**Assigned task**
Return only the lines of the listing below that run from the line with "Query: green leaf" through the line with "Query: blue jeans", both ends included, exactly as written.

**Records for the exercise**

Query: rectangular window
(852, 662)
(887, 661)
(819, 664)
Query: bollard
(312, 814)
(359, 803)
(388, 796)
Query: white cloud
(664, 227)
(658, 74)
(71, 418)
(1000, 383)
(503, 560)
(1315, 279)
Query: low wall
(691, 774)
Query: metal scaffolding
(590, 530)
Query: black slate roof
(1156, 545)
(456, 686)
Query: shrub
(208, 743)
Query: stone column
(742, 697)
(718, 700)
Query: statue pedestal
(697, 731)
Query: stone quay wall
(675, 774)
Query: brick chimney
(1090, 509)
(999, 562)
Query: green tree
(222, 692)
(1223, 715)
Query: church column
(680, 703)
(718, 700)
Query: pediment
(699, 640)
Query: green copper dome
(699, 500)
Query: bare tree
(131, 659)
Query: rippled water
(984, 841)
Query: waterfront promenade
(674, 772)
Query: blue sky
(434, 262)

...

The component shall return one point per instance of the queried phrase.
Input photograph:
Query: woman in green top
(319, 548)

* * *

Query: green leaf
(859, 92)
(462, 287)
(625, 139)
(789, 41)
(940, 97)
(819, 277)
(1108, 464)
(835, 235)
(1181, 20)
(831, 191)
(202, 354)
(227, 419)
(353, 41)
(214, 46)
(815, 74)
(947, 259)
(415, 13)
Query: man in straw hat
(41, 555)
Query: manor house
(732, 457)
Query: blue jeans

**Answer below**
Query: green leaf
(859, 92)
(462, 287)
(625, 139)
(789, 41)
(940, 97)
(819, 277)
(1108, 464)
(835, 235)
(1181, 20)
(831, 191)
(202, 354)
(227, 419)
(353, 41)
(214, 46)
(815, 74)
(947, 259)
(415, 13)
Query: man in straw hat
(41, 555)
Query: manor house
(732, 457)
Query: blue jeans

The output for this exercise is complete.